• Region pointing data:
###

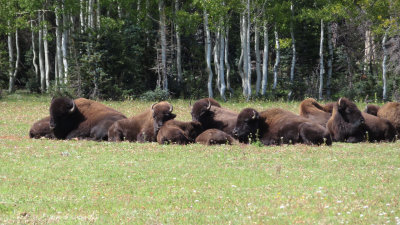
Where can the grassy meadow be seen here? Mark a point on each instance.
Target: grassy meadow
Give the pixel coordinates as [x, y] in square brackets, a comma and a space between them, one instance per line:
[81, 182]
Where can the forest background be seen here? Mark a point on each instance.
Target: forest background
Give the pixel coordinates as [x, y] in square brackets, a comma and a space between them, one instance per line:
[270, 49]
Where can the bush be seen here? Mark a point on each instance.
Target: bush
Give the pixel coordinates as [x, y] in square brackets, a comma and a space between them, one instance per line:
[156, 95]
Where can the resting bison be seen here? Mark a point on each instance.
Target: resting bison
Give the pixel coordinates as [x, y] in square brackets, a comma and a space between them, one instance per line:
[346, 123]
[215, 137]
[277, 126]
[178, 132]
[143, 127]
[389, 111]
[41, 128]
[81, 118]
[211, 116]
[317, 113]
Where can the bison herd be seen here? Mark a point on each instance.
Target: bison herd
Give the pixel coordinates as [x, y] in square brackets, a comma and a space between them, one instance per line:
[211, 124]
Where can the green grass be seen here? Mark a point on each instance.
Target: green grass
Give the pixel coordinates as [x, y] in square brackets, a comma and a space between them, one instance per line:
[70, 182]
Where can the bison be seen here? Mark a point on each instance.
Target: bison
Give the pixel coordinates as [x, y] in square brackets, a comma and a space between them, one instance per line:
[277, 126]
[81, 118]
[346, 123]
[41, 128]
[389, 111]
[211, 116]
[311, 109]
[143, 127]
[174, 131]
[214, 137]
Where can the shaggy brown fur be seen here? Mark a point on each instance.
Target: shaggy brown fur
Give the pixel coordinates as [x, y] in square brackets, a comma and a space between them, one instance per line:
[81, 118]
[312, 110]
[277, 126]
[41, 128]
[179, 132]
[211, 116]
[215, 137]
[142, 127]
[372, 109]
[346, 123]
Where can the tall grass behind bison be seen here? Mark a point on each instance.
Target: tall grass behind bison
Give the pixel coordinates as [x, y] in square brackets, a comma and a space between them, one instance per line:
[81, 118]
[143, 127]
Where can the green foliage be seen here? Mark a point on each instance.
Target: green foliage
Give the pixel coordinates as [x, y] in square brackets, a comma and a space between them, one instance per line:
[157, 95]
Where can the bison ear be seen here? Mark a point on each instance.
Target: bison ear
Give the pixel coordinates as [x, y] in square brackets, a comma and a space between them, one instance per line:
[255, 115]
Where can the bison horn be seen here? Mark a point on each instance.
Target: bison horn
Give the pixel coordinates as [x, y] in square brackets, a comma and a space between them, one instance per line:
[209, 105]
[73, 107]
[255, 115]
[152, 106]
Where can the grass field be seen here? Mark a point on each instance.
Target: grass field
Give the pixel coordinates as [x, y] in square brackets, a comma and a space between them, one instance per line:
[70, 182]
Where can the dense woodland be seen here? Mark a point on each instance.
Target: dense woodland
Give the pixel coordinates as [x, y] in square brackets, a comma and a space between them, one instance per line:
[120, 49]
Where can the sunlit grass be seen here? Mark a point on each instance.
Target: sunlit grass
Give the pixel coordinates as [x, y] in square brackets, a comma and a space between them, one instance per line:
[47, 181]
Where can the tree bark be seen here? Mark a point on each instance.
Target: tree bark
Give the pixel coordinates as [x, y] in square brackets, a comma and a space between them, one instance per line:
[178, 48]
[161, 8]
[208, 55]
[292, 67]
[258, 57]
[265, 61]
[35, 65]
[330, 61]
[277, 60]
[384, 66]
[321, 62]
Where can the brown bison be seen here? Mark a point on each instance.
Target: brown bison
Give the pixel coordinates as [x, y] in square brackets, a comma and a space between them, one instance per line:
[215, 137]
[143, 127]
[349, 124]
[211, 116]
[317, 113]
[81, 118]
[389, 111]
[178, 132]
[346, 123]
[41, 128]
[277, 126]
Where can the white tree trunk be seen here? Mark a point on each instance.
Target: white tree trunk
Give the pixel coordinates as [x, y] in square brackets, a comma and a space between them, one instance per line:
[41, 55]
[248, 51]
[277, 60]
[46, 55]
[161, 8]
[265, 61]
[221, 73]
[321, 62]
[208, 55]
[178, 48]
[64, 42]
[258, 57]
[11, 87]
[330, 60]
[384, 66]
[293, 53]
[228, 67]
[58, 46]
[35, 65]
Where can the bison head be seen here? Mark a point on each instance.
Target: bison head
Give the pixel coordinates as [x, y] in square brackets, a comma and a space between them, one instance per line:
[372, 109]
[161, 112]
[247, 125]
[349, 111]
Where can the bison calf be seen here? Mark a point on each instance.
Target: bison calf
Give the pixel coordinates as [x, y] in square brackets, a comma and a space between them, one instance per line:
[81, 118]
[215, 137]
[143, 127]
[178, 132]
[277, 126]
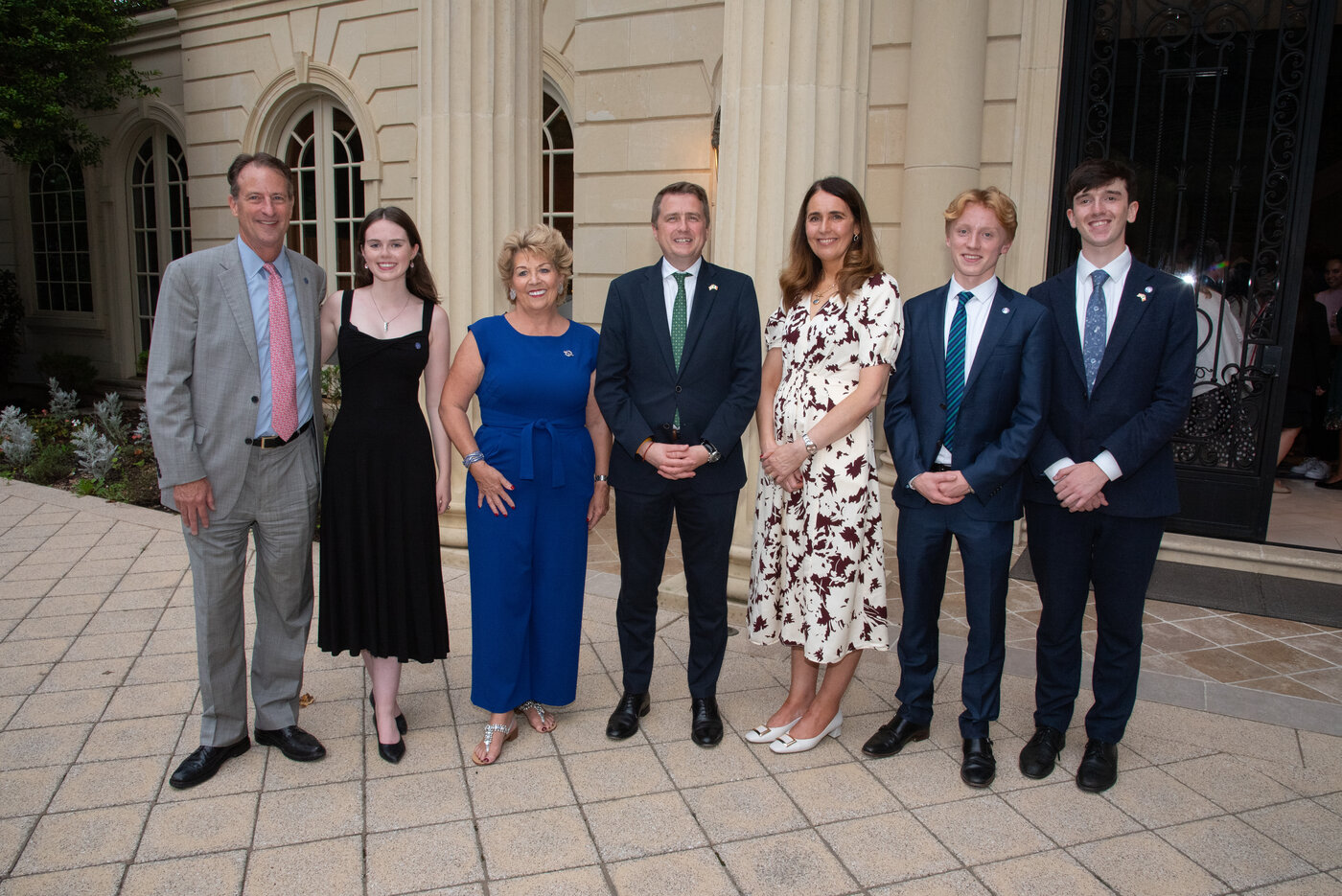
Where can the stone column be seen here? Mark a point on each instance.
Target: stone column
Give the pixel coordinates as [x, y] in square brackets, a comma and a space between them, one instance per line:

###

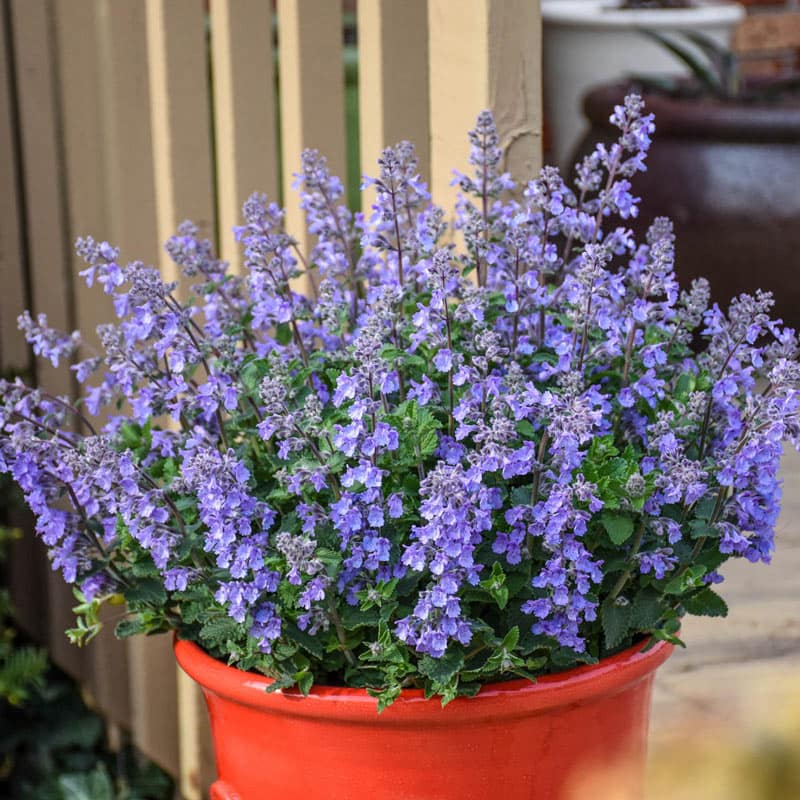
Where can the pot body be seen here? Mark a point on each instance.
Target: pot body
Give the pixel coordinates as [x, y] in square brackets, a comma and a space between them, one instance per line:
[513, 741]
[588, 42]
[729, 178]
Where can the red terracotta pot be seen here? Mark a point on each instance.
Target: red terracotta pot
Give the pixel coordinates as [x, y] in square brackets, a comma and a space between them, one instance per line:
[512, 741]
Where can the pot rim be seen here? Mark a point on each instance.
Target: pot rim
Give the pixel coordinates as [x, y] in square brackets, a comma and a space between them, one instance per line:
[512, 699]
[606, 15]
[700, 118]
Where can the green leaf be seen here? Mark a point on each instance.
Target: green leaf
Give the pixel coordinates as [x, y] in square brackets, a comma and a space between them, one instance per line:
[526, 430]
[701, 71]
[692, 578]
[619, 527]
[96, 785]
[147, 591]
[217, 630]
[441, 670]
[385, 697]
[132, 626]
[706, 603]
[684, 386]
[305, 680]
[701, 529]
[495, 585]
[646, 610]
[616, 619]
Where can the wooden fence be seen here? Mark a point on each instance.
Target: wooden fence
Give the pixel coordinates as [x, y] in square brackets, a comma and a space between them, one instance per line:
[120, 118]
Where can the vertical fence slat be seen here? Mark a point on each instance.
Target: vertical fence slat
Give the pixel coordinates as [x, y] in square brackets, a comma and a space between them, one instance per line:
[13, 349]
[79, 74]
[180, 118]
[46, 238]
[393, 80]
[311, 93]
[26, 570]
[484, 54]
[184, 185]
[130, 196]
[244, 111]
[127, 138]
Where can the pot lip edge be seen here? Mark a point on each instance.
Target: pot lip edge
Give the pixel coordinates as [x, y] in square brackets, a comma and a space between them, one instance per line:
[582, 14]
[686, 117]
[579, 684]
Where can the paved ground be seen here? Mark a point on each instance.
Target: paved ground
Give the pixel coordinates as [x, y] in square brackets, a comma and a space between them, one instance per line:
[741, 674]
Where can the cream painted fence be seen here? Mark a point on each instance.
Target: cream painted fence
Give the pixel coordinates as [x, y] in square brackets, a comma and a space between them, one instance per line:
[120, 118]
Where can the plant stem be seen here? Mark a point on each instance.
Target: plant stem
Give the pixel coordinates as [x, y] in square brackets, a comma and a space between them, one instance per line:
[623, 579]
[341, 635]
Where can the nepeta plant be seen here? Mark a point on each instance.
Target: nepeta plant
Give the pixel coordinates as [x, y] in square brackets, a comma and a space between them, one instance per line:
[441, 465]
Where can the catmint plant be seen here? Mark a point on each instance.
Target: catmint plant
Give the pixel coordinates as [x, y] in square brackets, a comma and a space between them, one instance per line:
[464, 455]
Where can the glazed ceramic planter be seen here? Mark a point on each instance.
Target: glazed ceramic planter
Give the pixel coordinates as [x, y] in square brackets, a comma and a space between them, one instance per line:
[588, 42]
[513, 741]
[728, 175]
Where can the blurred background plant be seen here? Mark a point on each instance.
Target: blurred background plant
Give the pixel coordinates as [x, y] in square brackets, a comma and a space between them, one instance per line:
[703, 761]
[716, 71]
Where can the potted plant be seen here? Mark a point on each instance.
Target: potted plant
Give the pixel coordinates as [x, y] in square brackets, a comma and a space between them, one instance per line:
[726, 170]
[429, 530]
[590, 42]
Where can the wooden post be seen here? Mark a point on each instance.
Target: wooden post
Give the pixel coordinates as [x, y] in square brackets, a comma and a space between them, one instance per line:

###

• Assignment:
Repeat word for word the lines above that run from the line containing "Where can the blurred" through the line containing "Target: potted plant", both ends included, and nothing else.

• Response area:
Where can the blurred background plant be seen here? Mark a point on each instance.
Target: blurred background plant
Give the pixel coordinates as [x, y] in square brackets, a comma and a space between them, one instance per line:
[703, 761]
[716, 71]
Where can the potted plant be seen here? Mark a point on each instance.
Target: potted plant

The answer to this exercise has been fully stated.